WHAT THE TASK ASKS:
Word for word, restate each of the entries below, and drop every picture.

[Collected data]
☆ ☆ ☆
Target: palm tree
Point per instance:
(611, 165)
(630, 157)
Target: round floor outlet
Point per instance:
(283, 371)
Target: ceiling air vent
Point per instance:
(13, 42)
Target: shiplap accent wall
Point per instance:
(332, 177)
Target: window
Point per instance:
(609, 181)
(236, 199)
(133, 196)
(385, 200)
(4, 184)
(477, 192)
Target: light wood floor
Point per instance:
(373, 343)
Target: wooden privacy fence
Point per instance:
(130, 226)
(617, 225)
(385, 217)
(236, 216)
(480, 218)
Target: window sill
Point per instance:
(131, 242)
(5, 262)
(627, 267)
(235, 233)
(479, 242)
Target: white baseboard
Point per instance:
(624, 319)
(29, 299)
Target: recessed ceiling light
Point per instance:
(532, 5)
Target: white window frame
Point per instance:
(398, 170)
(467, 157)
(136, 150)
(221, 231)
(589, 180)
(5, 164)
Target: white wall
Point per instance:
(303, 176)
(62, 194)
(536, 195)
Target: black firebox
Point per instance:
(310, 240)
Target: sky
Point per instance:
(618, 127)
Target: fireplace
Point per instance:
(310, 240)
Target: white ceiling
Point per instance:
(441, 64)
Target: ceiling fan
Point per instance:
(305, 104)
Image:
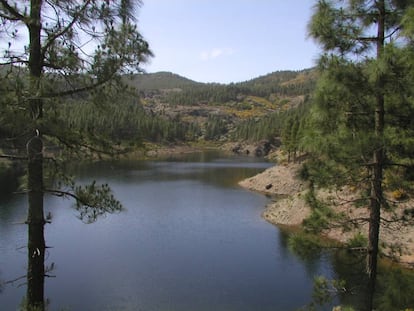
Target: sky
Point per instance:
(227, 41)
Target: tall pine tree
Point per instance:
(55, 49)
(354, 105)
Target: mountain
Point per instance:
(160, 81)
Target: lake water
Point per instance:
(189, 239)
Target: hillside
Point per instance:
(223, 111)
(159, 81)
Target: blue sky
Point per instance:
(227, 40)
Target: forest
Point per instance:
(351, 116)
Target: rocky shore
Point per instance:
(289, 208)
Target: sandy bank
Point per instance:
(289, 208)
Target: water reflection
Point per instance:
(190, 239)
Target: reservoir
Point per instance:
(189, 239)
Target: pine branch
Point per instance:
(56, 35)
(13, 11)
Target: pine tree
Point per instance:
☆ ☆ ☆
RESPONSE:
Target: palm tree
Point per instance:
(611, 165)
(630, 157)
Target: round floor outlet
Point per instance:
(283, 371)
Target: ceiling air vent
Point per instance:
(13, 42)
Target: shiplap accent wall
Point per instance:
(332, 177)
Target: window
Point per instance:
(609, 181)
(236, 199)
(133, 196)
(385, 200)
(4, 184)
(477, 192)
Target: light wood floor
Point per instance:
(373, 343)
Target: wooden privacy fence
Point per instance:
(130, 226)
(617, 225)
(385, 217)
(236, 216)
(480, 218)
Target: window sill
Point per instance:
(131, 242)
(5, 262)
(627, 267)
(235, 233)
(479, 242)
Target: white baseboard
Point per instance:
(624, 319)
(29, 299)
Target: recessed ceiling light
Point per instance:
(532, 5)
Target: white window frame
Point per instance:
(398, 170)
(467, 157)
(136, 150)
(221, 231)
(589, 180)
(5, 164)
Target: white wall
Point per instance:
(303, 176)
(62, 194)
(536, 195)
Target: black firebox
Point per instance:
(310, 240)
Target: sky
Point per instance:
(618, 127)
Target: fireplace
Point per instance:
(310, 240)
Target: white ceiling
Point per instance:
(441, 64)
Target: ceiling fan
Point per instance:
(305, 104)
Image:
Target: sky
Point per instance:
(227, 41)
Target: tall pine tree
Point per instance:
(55, 49)
(354, 105)
Target: mountain
Point per instance:
(160, 81)
Target: lake water
Point per instance:
(189, 239)
Target: hillside
Point per instance:
(223, 111)
(159, 81)
Target: blue sky
Point per instance:
(227, 40)
Target: forest
Point per instance:
(351, 116)
Target: rocky shore
Point per instance:
(289, 208)
Target: sandy bank
Point per instance:
(289, 208)
Target: water reflection
Point per instance:
(190, 239)
Target: reservoir
Point per instance:
(189, 239)
Target: pine branch
Point per instance:
(56, 35)
(13, 11)
Target: pine tree
Point per instance:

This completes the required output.